In the 19th century, the electrical paradigm became less spark-like, and more like that modern miracle, the telegraph. Brain studies shifted from mechanism to function. Phrenologists measured lumps in the skull, on the theory that specific functions and capabilities arose from specific parts of the brain, so that talents and deficiencies could be explained by having excess or deficient brain matter, which one could discover by measuring lumps and dips in the skull. Thus one could “prove” that someone was a natural criminal, laborer, or intellectual by measuring the skull. For example, the fact that men’s brains are bigger than women’s was taken to prove that men are more intelligent than women. Phrenology was eventually discredited when scientists began looking at the actual brain, rather than the skull. Parts of the brain were indeed sometimes associated with mental abilities, but these were not enlarged nor did they lie beneath lumps. Still, some capabilities such as “intelligence” did not have seem to be localized. A surprisingly acrimonious debate emerged over whether specific mental activities were localized in the brain or whether they arose from the brain as a whole. This is an active debate, even today.
In the latter part of the 19th century, evolution came into the picture. The argument was that differences in mental capacities between species were a matter of degree, not kind, which was best explained by common ancestry. Spiritualism also became popular, however, so that even some highly influential evolutionary biologists thought that at least some mental phenomena, such as consciousness, transcended the body, so that evolution was not a significant factor.
As the 19th century seeped into the 20th, neurons became the center of focus for “brain science”. New tools, such as better microscopes and staining techniques, revealed a chemical basis to neural and brain function. Ramón y Cajal showed that neurons had distinct, disconnected components such as axons and dendrites, which were linked in a specific orientation, head to tail. Also, he found gaps, synapses, between neurons. So, neural function could not be explained by parts that contacted each other, like mechanical switches, or by connected things like wires. Something had to pass between neurons in one direction, rather than along them.
This led to a new conception of the neural system in the mid 20th century, a new kind of electronic machine built out of digital circuits. The brain became a computer.
All of that is from the “Past” section of the book. In the “Present” section Cobb describes our current understanding of how memory works, how circuits have limited explanatory power, and how brains are similar to but different from digital computers. He describes the chemical basis for neural and mental phenomena. He describes the current view, that mental functions are both local and global; though some regions must be present for specific functions, those function may still require the whole brain. I was surprised to learn that fMRI “brain scans” are misleading, and that results from fMRI data are often over-hyped.
In the “Future” section Cobb describes where brain science might be going, and which new metaphors and technologies may help. This was the most exciting part of the book. But to say too much would spoil the journey for you, dear reader. And this review is long enough already.
If you are at all curious, this book will help you understand how that curiosity can arise from your body and your brain. This book is utterly engrossing and surprising. Excellent read.
────────
[QUESTIONS ON THE MATERIAL]
1. In the review, restate the paragraph beginning "As the 19th century seeped into the 20th" in fewer words, keeping its main facts.
2. Quote the review between "This led to" and "became a computer.", inclusive.

[MATERIAL PROVIDED]
────────
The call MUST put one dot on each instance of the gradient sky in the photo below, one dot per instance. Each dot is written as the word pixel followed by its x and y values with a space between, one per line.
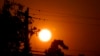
────────
[ANSWERS]
1. At the turn into the 20th century, "brain science" came to center on neurons. Better microscopes and staining techniques revealed a chemical basis for neural and brain function. Ramón y Cajal showed that neurons have distinct, disconnected parts, such as axons and dendrites, linked head to tail, with gaps called synapses between neurons. Neural function therefore could not work through touching parts like mechanical switches or through connections like wires. Something had to pass between neurons in one direction.

2.
This led to a new conception of the neural system in the mid 20th century, a new kind of electronic machine built out of digital circuits. The brain became a computer.